> _MATERIALS PROVIDED_:
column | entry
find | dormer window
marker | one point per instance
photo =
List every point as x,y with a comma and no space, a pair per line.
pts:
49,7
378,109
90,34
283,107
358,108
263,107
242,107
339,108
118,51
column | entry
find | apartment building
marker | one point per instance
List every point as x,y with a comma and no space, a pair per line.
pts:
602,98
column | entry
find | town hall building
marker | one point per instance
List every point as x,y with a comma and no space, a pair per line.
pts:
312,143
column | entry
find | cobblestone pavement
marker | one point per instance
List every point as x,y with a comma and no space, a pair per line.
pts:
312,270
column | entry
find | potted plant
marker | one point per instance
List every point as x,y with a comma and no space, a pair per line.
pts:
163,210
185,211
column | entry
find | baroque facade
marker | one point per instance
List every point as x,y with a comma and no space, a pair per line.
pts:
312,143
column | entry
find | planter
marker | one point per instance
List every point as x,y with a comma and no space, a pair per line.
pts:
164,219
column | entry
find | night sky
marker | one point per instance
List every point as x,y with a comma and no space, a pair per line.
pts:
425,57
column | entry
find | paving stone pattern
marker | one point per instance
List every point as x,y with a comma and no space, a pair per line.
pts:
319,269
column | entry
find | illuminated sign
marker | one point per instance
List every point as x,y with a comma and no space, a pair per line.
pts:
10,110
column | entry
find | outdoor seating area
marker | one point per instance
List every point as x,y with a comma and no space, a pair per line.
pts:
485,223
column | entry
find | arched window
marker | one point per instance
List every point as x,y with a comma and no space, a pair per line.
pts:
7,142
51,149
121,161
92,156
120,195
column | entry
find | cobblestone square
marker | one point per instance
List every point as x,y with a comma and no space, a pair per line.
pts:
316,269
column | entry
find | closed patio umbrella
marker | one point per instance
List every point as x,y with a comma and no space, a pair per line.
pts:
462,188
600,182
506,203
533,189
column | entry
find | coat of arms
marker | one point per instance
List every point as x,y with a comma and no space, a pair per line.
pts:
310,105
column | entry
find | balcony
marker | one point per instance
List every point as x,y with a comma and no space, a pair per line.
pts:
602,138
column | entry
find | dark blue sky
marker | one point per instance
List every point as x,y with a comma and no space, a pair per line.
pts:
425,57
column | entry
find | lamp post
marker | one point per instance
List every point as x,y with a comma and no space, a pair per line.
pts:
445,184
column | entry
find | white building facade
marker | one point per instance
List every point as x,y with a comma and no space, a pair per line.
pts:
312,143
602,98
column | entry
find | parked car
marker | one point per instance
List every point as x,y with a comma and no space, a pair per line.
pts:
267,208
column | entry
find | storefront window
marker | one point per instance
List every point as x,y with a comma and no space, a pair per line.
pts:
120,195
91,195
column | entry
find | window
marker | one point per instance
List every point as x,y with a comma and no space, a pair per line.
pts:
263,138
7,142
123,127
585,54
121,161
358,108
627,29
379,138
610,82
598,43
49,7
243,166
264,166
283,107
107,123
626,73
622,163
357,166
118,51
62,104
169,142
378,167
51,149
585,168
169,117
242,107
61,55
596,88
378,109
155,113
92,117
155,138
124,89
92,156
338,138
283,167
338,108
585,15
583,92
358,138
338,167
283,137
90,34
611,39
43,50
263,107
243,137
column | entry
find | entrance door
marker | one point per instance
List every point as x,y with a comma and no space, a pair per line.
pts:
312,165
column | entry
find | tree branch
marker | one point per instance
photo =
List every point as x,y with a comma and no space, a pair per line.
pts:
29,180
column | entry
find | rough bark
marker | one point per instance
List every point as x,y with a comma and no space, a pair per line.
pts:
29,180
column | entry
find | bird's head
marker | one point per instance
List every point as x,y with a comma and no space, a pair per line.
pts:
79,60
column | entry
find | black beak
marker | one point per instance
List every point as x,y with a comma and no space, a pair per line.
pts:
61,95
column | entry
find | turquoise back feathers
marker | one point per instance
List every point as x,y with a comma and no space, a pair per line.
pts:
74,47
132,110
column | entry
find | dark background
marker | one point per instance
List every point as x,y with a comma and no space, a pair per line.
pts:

> _ACTION ITEM_: Transcribe each of the records verbatim.

> _SOLUTION TO THIS EXERCISE_:
column | entry
find | dormer window
marker | one point per instance
photo =
List every point as x,y with a comma and no space, a pair per line.
pts:
49,7
378,109
90,34
283,107
358,108
263,107
242,107
339,108
118,51
column | entry
find | apartment building
marker | one point per instance
List every point as x,y with a comma and no space, a pair per line.
pts:
602,98
column | entry
find | town hall building
marker | one point per instance
List every point as x,y with a comma and no space, a pair per line.
pts:
312,143
column | entry
find | cobblestone pavement
marker | one point per instance
List every point as x,y with a comma and no space, a pair per line.
pts:
312,270
column | entry
find | potted plant
marker | one point per instance
List every point as x,y with a comma and no space, a pair per line.
pts:
163,210
185,211
column | entry
find | baroque facade
marker | one point per instance
List every point as x,y with a comma and no space, a pair per line.
pts:
312,143
column | entry
find | planter
marker | one point per instance
List every point as x,y with a comma and no space, a pair per line.
pts:
164,219
column | entry
find | night sky
marker | one point per instance
List every point as x,y with a comma and no space, a pair per line.
pts:
425,57
column | entry
find | paving stone pattern
marker | one point per instance
List every point as x,y with a comma and no space, a pair per line.
pts:
319,269
column | entry
find | illuminated sign
marker | one point per instance
List every point as x,y with a comma and no space, a pair per line.
pts:
10,110
column | entry
find | outdoor seating area
marker | one point per instance
List every point as x,y with a comma and no space, a pair per line.
pts:
485,223
column | entry
find | arched window
marker | one point per instance
List every point as x,y with a comma and no space, a pair per line.
pts:
7,142
51,149
121,161
92,156
120,195
column | entry
find | cobblestone square
marker | one point per instance
List every point as x,y with a comma and no space, a pair per line.
pts:
316,269
column | entry
find | closed patio umbrella
marker | one point per instance
List every point as x,y with a comma and no space, a pair per line.
pts:
462,188
600,182
506,203
533,189
column | entry
find | coat of arms
marker | one point per instance
List every point as x,y with a comma and no space, a pair per line.
pts:
310,105
column | entry
find | balcony
marker | one point per instance
List every point as x,y with a comma and no space, a pair per line.
pts:
602,138
column | entry
find | dark blue sky
marker | one point per instance
List every point as x,y with a comma and no space, a pair per line.
pts:
425,57
column | entry
find | lamp post
marker | one point per instance
List every point as x,y with a comma and no space, a pair per line.
pts:
445,184
column | entry
find | white building facade
marker | one point per instance
List every point as x,y with a comma and no space, a pair per line.
pts:
312,143
602,98
column | entry
find | parked car
marker | one point per instance
List every point as x,y with a comma and no space, a pair per line.
pts:
267,208
column | entry
find | storefront window
marker | one point per instance
List every point as x,y with a comma and no space, a pair per line.
pts:
120,195
91,195
column | entry
find | window
marker | one point per instance
List every point as x,y with a comma and no space, a pair per line.
pts:
263,138
7,142
123,127
585,54
121,161
358,108
627,29
379,138
610,82
598,43
49,7
243,166
264,166
283,107
107,123
626,73
622,163
357,166
118,51
62,104
169,142
378,167
51,149
585,168
169,117
242,107
61,55
596,88
378,109
155,113
92,117
155,138
124,89
92,156
338,138
283,167
338,108
585,15
583,92
358,138
338,167
283,137
90,34
611,39
43,50
263,107
243,137
column | entry
find | entrance door
marker | one point per instance
List every point as x,y with a comma and no space, a pair per line.
pts:
312,165
column | entry
find | tree branch
marker | one point per instance
photo =
List every point as x,y with a comma and no space, a pair per line.
pts:
29,180
column | entry
find | rough bark
marker | one point per instance
List every point as x,y with a comma and no space, a pair per line.
pts:
29,180
column | entry
find | bird's head
marker | one point per instance
List every point as x,y with a comma and no space, a pair per line.
pts:
79,60
column | entry
find | black beak
marker | one point per instance
List every point as x,y with a comma and no space, a pair per line.
pts:
61,95
column | entry
find | turquoise back feathers
marker | one point per instance
List every point as x,y with a comma and no space, a pair per line.
pts:
74,47
132,110
column | entry
find | dark background
marker | one point per instance
List every point as x,y with a comma and no space, a pair per line.
pts:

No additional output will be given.